§ **DOCUMENT TEXT**:

+++++

Creating a data filter - AWS Lake Formation

Creating a data filter

You can create one or more data filters for each Data Catalog table.

To create a data filter for a Data Catalog table (console)
  1. Open the Lake Formation console at https://console.aws.amazon.com/lakeformation/.

    Sign as a data lake administrator, the target table owner, or a principal who has a Lake Formation permission on the target table.

  2. In the navigation pane, under Data catalog, choose Data filters.

  3. On the Data filters page, choose Create new filter.

  4. In the Create data filter dialog box, enter the following information:

    • Data filter name

    • Target database – Specify the database that contains the table.

    • Target table

    • Column-level access – Leave this set to Access to all columns to specify row filtering only. Choose Include columns or Exclude columns to specify column or cell filtering, and then specify the columns to include or exclude.

      Nested columns – If you're applying the filter on a table that contains nested columns, you can explicitly specify sub-structures of the nested struct columns within a data filter.

      When you grant SELECT permission to a principal on this filer, the principal executing the following query, will only see the data for customer.customerName and not customer.customerId.

      SELECT "customer" FROM "example_db"."example_table";

      When you grant permissions to the customer column, the principal receives the access to the column and the nested fields under the column (customerName and customerID).

+++++

§ **RECORDED DATA**:

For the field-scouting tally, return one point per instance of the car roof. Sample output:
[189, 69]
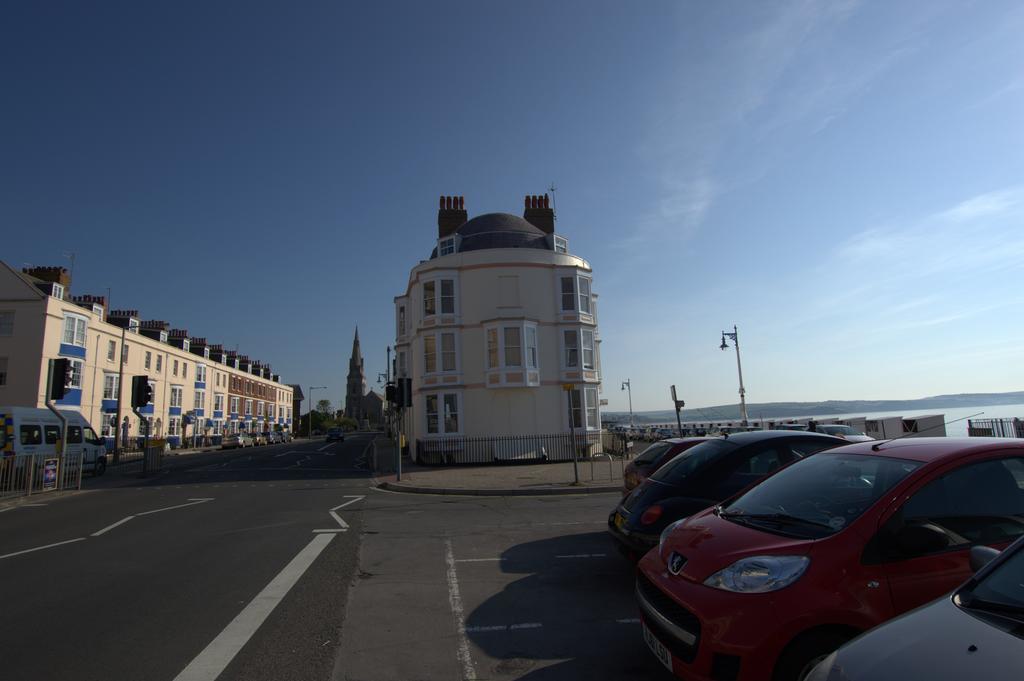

+++++

§ **BRIEF**:
List the three choices for column-level access that the page on creating a data filter gives in the Create data filter dialog box.

§ **WORKED SOLUTION**:
- Access to all columns
- Include columns
- Exclude columns